### Supplied passage
Powys found work as an itinerant lecturer, first in England, and then for 25 years in America, where he met the much younger Phyllis Plater, daughter of a Missouri businessman. Though he was already married to the daughter of a close friend, she became his companion from 1923 until his death, and their relationship was concealed from his wife and son. The most ground-breaking work in Krissdóttir’s biography is its fullness of detail about Phyllis, who had been a shadowy figure in previous accounts. She burned all her letters to Powys in 1951, but recently some early correspondence and diaries have surfaced, of which Krissdóttir makes extensive use. Powys nicknamed Phyllis “the T.T.,” short for “Tiny Twig” (“Tylwyth Teg” in Welsh), casting her as a fairy, his elemental attendant. She was also the target of less agreeable fantasies, some of them sadomasochistic.
Powys was a spellbinding platform orator — at the end of one two-hour discourse on Hardy, a crowd of two thousand people rose to its feet, roaring for more — but as radio and cinema flourished in the 1920s, the demand for public lectures dwindled, and it became increasingly important for Powys to support himself by writing. Thus he abandoned a vocation he loved, and at which he was conspicuously successful, because fiction paid better — an unusual turn of events indeed.
Powys had already published some apprentice novels, but “Wolf Solent” (1929) truly launched his career. It established the Powys manner: the simultaneous presence, on different but interacting planes, of the everyday and the paranormal, the elliptical allusions, the panoramic sweep, above all the rhapsodic style which takes the gamble of demanding our total, uncritical surrender, and fails if we resist. Critics at the time would have recognized in this the same resonances they had found in D. H. Lawrence, and something of the same intensity of realization.

### Record excerpts
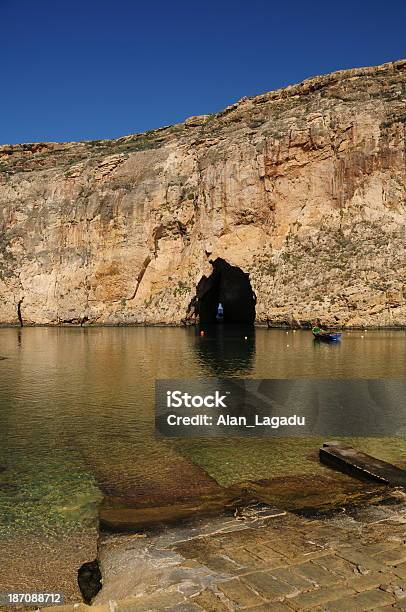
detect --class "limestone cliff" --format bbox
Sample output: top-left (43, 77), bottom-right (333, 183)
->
top-left (0, 61), bottom-right (406, 326)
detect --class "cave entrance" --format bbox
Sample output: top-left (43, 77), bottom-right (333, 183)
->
top-left (194, 258), bottom-right (256, 324)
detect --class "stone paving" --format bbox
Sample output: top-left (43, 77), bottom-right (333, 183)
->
top-left (39, 492), bottom-right (406, 612)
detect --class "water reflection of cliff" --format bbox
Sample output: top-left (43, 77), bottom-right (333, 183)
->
top-left (194, 324), bottom-right (255, 378)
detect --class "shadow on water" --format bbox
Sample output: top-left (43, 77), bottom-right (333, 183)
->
top-left (194, 324), bottom-right (255, 378)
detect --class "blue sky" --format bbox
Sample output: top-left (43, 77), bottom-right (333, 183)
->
top-left (0, 0), bottom-right (406, 143)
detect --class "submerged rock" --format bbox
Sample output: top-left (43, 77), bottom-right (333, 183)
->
top-left (78, 559), bottom-right (102, 604)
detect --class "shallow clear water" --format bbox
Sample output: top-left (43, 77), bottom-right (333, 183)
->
top-left (0, 328), bottom-right (406, 536)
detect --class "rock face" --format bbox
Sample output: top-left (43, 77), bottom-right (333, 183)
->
top-left (0, 61), bottom-right (406, 326)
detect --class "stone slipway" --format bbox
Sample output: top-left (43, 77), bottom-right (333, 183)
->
top-left (320, 442), bottom-right (406, 487)
top-left (40, 493), bottom-right (406, 612)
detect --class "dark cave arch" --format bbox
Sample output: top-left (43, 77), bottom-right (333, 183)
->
top-left (189, 257), bottom-right (256, 324)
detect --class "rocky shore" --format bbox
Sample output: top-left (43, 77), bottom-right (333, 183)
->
top-left (0, 60), bottom-right (406, 327)
top-left (40, 491), bottom-right (406, 612)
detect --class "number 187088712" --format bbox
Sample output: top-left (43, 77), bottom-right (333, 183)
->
top-left (0, 591), bottom-right (65, 606)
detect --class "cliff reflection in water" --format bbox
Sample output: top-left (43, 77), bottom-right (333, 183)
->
top-left (194, 324), bottom-right (255, 378)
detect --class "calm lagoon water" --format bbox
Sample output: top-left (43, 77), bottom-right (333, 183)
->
top-left (0, 328), bottom-right (406, 538)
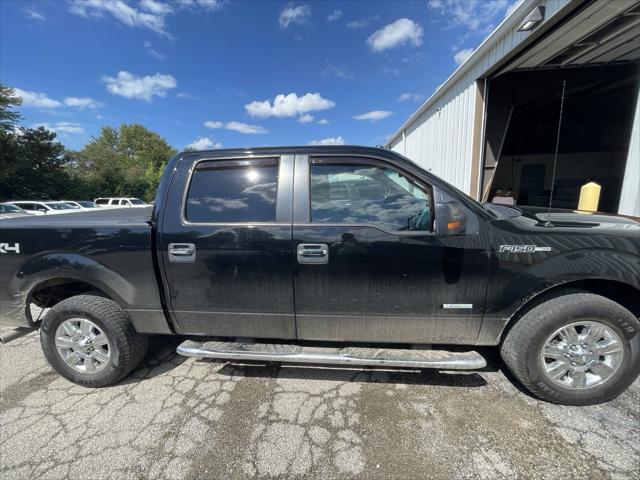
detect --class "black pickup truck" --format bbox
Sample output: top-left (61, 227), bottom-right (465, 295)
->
top-left (0, 146), bottom-right (640, 405)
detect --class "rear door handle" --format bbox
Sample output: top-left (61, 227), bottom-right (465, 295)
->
top-left (296, 243), bottom-right (329, 265)
top-left (169, 243), bottom-right (196, 263)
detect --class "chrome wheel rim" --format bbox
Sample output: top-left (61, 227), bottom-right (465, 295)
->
top-left (55, 318), bottom-right (111, 373)
top-left (540, 321), bottom-right (624, 389)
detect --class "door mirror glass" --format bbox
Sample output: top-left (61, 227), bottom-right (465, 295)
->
top-left (436, 199), bottom-right (467, 236)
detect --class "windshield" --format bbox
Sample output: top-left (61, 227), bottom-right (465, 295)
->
top-left (0, 203), bottom-right (26, 213)
top-left (76, 200), bottom-right (100, 208)
top-left (45, 202), bottom-right (78, 210)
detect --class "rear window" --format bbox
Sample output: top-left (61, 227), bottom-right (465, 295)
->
top-left (185, 159), bottom-right (278, 223)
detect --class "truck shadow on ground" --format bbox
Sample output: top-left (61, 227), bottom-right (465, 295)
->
top-left (211, 359), bottom-right (487, 388)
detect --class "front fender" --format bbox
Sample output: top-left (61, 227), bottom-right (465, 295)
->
top-left (477, 248), bottom-right (640, 345)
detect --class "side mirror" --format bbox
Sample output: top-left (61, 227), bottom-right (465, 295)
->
top-left (433, 188), bottom-right (479, 237)
top-left (436, 200), bottom-right (467, 236)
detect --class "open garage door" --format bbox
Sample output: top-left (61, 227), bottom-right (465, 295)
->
top-left (482, 1), bottom-right (640, 215)
top-left (485, 65), bottom-right (639, 212)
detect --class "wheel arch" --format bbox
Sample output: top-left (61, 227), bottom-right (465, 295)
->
top-left (25, 277), bottom-right (122, 325)
top-left (500, 278), bottom-right (640, 343)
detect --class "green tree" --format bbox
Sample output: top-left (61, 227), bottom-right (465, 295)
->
top-left (0, 84), bottom-right (176, 201)
top-left (0, 83), bottom-right (22, 130)
top-left (69, 124), bottom-right (176, 201)
top-left (0, 85), bottom-right (68, 200)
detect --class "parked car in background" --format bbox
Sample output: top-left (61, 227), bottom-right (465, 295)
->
top-left (9, 200), bottom-right (75, 215)
top-left (62, 200), bottom-right (100, 210)
top-left (94, 197), bottom-right (149, 208)
top-left (0, 203), bottom-right (32, 220)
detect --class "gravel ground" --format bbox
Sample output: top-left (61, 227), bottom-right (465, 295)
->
top-left (0, 333), bottom-right (640, 480)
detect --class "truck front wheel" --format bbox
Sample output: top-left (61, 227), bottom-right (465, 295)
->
top-left (501, 290), bottom-right (640, 405)
top-left (40, 295), bottom-right (148, 387)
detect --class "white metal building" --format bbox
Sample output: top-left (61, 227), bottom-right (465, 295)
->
top-left (387, 0), bottom-right (640, 217)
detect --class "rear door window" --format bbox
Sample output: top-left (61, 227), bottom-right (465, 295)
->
top-left (311, 162), bottom-right (433, 231)
top-left (185, 158), bottom-right (278, 223)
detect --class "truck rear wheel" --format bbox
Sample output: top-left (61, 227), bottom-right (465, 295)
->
top-left (40, 295), bottom-right (148, 387)
top-left (501, 290), bottom-right (640, 405)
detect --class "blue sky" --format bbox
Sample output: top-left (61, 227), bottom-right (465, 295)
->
top-left (0, 0), bottom-right (514, 149)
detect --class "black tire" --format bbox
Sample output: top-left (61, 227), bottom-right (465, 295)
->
top-left (40, 295), bottom-right (148, 388)
top-left (500, 290), bottom-right (640, 405)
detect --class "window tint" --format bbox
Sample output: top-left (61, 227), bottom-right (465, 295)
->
top-left (186, 159), bottom-right (278, 223)
top-left (311, 164), bottom-right (432, 231)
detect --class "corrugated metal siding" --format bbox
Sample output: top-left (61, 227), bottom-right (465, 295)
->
top-left (389, 0), bottom-right (570, 193)
top-left (618, 85), bottom-right (640, 217)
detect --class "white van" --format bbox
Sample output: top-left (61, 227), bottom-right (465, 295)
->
top-left (8, 200), bottom-right (77, 215)
top-left (94, 197), bottom-right (148, 208)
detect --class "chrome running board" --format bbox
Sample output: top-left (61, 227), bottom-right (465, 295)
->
top-left (176, 340), bottom-right (487, 370)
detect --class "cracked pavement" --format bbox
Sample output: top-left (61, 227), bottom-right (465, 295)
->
top-left (0, 333), bottom-right (640, 480)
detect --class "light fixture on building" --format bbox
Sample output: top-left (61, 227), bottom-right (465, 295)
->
top-left (517, 5), bottom-right (544, 32)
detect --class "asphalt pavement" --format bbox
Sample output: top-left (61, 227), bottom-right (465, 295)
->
top-left (0, 333), bottom-right (640, 480)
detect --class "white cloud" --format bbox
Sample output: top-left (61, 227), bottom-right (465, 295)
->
top-left (64, 97), bottom-right (102, 110)
top-left (187, 137), bottom-right (222, 150)
top-left (102, 71), bottom-right (178, 102)
top-left (13, 88), bottom-right (62, 108)
top-left (177, 0), bottom-right (224, 11)
top-left (367, 18), bottom-right (422, 52)
top-left (322, 62), bottom-right (353, 80)
top-left (24, 8), bottom-right (47, 22)
top-left (33, 122), bottom-right (84, 135)
top-left (14, 88), bottom-right (102, 109)
top-left (69, 0), bottom-right (223, 37)
top-left (278, 4), bottom-right (311, 28)
top-left (308, 137), bottom-right (344, 145)
top-left (298, 113), bottom-right (313, 123)
top-left (176, 92), bottom-right (200, 100)
top-left (327, 10), bottom-right (342, 22)
top-left (347, 15), bottom-right (380, 30)
top-left (453, 48), bottom-right (473, 65)
top-left (69, 0), bottom-right (170, 36)
top-left (353, 110), bottom-right (393, 122)
top-left (244, 93), bottom-right (335, 118)
top-left (224, 122), bottom-right (269, 134)
top-left (140, 0), bottom-right (173, 15)
top-left (427, 0), bottom-right (509, 33)
top-left (204, 120), bottom-right (269, 135)
top-left (142, 40), bottom-right (166, 60)
top-left (398, 92), bottom-right (424, 102)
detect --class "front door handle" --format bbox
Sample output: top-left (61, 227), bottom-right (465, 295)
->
top-left (296, 243), bottom-right (329, 265)
top-left (169, 243), bottom-right (196, 263)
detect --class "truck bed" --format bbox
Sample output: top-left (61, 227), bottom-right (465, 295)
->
top-left (0, 207), bottom-right (170, 333)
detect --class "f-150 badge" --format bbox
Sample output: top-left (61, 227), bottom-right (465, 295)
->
top-left (0, 243), bottom-right (20, 253)
top-left (499, 245), bottom-right (551, 253)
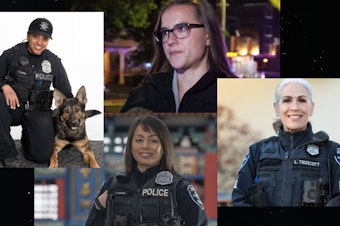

### Required action
Quote the passage about Powys in its entirety, word for word. The material comes from a separate source unrelated to the passage about Powys.

### Answer for this exercise
Powys found work as an itinerant lecturer, first in England, and then for 25 years in America, where he met the much younger Phyllis Plater, daughter of a Missouri businessman. Though he was already married to the daughter of a close friend, she became his companion from 1923 until his death, and their relationship was concealed from his wife and son. The most ground-breaking work in Krissdóttir’s biography is its fullness of detail about Phyllis, who had been a shadowy figure in previous accounts. She burned all her letters to Powys in 1951, but recently some early correspondence and diaries have surfaced, of which Krissdóttir makes extensive use. Powys nicknamed Phyllis “the T.T.,” short for “Tiny Twig” (“Tylwyth Teg” in Welsh), casting her as a fairy, his elemental attendant. She was also the target of less agreeable fantasies, some of them sadomasochistic.
Powys was a spellbinding platform orator — at the end of one two-hour discourse on Hardy, a crowd of two thousand people rose to its feet, roaring for more — but as radio and cinema flourished in the 1920s, the demand for public lectures dwindled, and it became increasingly important for Powys to support himself by writing. Thus he abandoned a vocation he loved, and at which he was conspicuously successful, because fiction paid better — an unusual turn of events indeed.
Powys had already published some apprentice novels, but “Wolf Solent” (1929) truly launched his career. It established the Powys manner: the simultaneous presence, on different but interacting planes, of the everyday and the paranormal, the elliptical allusions, the panoramic sweep, above all the rhapsodic style which takes the gamble of demanding our total, uncritical surrender, and fails if we resist. Critics at the time would have recognized in this the same resonances they had found in D. H. Lawrence, and something of the same intensity of realization.